[Data listing]
┄┄┄┄┄┄┄┄┄┄

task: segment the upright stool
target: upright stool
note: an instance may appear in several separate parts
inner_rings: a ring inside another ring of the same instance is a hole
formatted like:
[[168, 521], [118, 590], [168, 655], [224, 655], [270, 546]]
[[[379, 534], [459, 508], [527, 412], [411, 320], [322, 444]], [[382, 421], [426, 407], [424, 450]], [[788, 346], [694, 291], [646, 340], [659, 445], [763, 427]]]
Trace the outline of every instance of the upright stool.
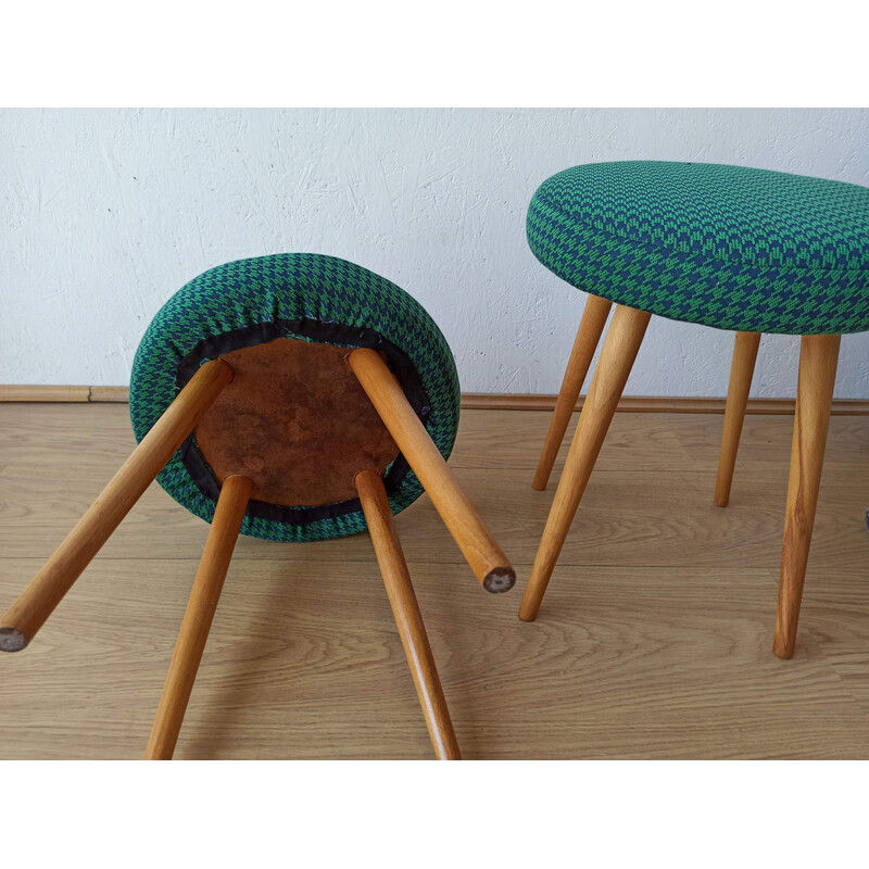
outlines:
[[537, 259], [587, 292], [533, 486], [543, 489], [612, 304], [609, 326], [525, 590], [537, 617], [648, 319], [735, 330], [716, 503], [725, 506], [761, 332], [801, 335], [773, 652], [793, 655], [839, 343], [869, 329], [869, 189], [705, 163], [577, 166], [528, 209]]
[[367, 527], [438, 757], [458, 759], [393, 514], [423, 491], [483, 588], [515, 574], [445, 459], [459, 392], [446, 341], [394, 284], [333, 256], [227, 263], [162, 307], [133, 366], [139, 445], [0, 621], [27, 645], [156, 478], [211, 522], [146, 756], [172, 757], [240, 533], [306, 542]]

┄┄┄┄┄┄┄┄┄┄

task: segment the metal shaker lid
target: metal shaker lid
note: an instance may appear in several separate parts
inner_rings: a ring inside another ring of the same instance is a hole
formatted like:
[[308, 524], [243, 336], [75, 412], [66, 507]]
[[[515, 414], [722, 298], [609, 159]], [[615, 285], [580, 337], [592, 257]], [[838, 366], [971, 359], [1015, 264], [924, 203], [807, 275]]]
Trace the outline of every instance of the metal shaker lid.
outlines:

┄┄┄┄┄┄┄┄┄┄

# Exercise task:
Copy the stretch of the listing from the line containing "task: segment the upright stool" through the line containing "533], [306, 542]]", both included, character for character. Leave the pictures out of your copy.

# Worked answer:
task: segment the upright stool
target: upright stool
note: an instance may appear in several separate parts
inner_rings: a ring inside another ring of the same instance is a hole
formatted like:
[[168, 521], [118, 590], [168, 655], [224, 655], [270, 546]]
[[[379, 534], [459, 508], [527, 412], [411, 320], [322, 444]], [[382, 421], [426, 407], [424, 450]], [[788, 346], [694, 291], [646, 340], [659, 445], [763, 427]]]
Trace the outline of every instance of the upright stool.
outlines:
[[537, 259], [587, 292], [533, 486], [543, 489], [612, 304], [609, 326], [525, 590], [537, 617], [648, 319], [735, 330], [716, 503], [725, 506], [761, 332], [801, 335], [773, 652], [793, 655], [839, 343], [869, 329], [869, 189], [705, 163], [577, 166], [528, 209]]
[[367, 527], [438, 757], [458, 759], [393, 514], [423, 491], [483, 588], [515, 574], [445, 459], [459, 392], [446, 341], [394, 284], [333, 256], [227, 263], [162, 307], [133, 366], [139, 445], [0, 621], [27, 645], [156, 478], [211, 522], [146, 756], [172, 757], [240, 533], [306, 542]]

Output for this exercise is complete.